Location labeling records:
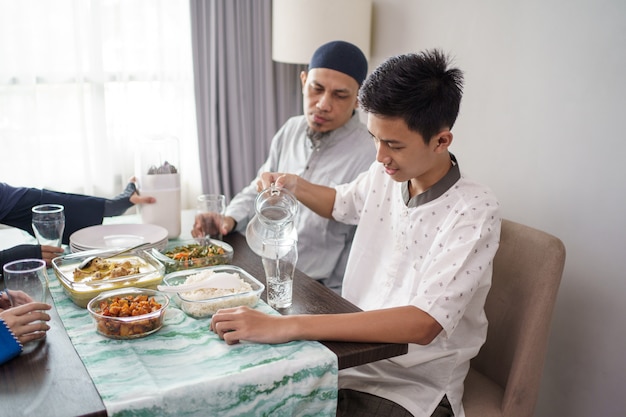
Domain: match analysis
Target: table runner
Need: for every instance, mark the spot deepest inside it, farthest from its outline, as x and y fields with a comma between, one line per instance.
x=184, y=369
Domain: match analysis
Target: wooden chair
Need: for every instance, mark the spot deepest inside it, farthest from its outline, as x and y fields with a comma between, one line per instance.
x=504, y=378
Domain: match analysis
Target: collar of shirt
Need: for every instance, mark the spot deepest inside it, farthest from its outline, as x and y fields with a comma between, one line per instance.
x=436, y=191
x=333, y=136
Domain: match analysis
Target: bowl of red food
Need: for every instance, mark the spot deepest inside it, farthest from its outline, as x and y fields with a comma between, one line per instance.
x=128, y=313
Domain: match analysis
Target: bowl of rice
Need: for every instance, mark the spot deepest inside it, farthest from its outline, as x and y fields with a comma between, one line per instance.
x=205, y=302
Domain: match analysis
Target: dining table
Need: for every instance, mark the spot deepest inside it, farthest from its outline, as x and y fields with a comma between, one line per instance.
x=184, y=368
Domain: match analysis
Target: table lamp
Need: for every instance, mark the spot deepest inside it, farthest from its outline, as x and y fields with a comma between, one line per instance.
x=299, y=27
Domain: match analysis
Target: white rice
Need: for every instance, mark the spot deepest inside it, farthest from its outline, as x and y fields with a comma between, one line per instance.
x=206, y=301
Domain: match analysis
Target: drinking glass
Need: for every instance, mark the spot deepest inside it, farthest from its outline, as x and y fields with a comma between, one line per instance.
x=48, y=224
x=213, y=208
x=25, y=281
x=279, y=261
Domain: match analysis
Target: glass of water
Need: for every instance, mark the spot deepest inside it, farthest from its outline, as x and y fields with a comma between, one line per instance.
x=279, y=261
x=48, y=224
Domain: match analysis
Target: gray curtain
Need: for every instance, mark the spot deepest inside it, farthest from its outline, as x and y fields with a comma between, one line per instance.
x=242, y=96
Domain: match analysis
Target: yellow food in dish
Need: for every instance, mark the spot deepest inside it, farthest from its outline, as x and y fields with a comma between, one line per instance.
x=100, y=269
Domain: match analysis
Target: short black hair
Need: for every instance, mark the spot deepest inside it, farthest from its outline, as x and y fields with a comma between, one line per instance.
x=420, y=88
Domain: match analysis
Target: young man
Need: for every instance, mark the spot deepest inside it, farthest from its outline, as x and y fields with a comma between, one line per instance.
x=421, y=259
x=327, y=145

• [WRITTEN EXERCISE]: Reproduce every line of the data above without any changes, leaving out the pictures.

• [EXERCISE RESPONSE]:
Domain: match analysis
Target: table runner
Need: for every instance, mark the spot deepest inside it, farthest from its outline, as x and y fields with a comma between, one line per instance.
x=184, y=369
Domain: match analysis
Target: wooden chair
Need: for every instance, mark the spot deepest inside it, farthest from its outline, as x and y fields with a comma between, one line per instance.
x=504, y=378
Domain: match analysis
Target: collar of shirt
Need: for every instance, mark the spot deepest inside it, farthest from its outline, as x and y fields with a comma between, one line per instance.
x=436, y=191
x=333, y=136
Domain: match analysis
Target: bowl of red food
Need: for every instance, mark the spot deepest inside it, farthest from its outline, as x and y fields with a comma between, one line per instance.
x=128, y=313
Domain: match analysis
Target: bowl of rice
Need: for every instance, mark the spot deepest inside it, farthest from its outline, as x and y fields with a comma between, one line per instance.
x=205, y=302
Domain: match analysis
Target: dining table
Need: for every instance, mark the spot deepest inside it, farthest from its outline, as x and y fields with a comma between, one line per instance.
x=184, y=368
Domain: match analysis
Target: table lamp
Need: for every instance, mark the spot deepest inside it, farthest from its outline, as x and y fields with a comma between, one line per instance.
x=299, y=27
Domain: match analysis
Target: white rice
Need: for every instance, mark the spot deepest inside it, farthest from its outline, as x and y fields with a comma between, one line per instance.
x=206, y=301
Domain: match analysis
Target: drinking glass
Need: for every instance, mark the spot deepest inside it, farthest from its outline, as x and y fields with a comma between, one line per instance.
x=48, y=224
x=213, y=208
x=25, y=281
x=279, y=261
Domain: match analysis
Target: glass of water
Need: for every instance, mark the spot deepest inside it, farthest from its outline, as x and y fields with a comma between, one line per instance.
x=279, y=261
x=48, y=224
Domain: match analysis
Target: gray curtain
Need: for every instance, mark the spot deepest inside it, farthest from its outline, as x and y fields with a comma between, one line per instance.
x=242, y=96
Domain: match analysis
Target: yellow food in dish
Need: for every instance, mark the spot deepest inside it, farthest from its outline, as x and y fields with a comma between, one line per instance.
x=100, y=269
Domain: match analysis
Target: short black hair
Need: for every instance, mark the spot deepest inside it, farthest from its outline, as x and y fields with a comma between, one line per instance.
x=420, y=88
Domain: match analysis
Target: young man
Need: for every instance, mark the spot deepest inside it, farthest from its outline, as x and y fields with a comma between, one line per instance.
x=421, y=259
x=327, y=145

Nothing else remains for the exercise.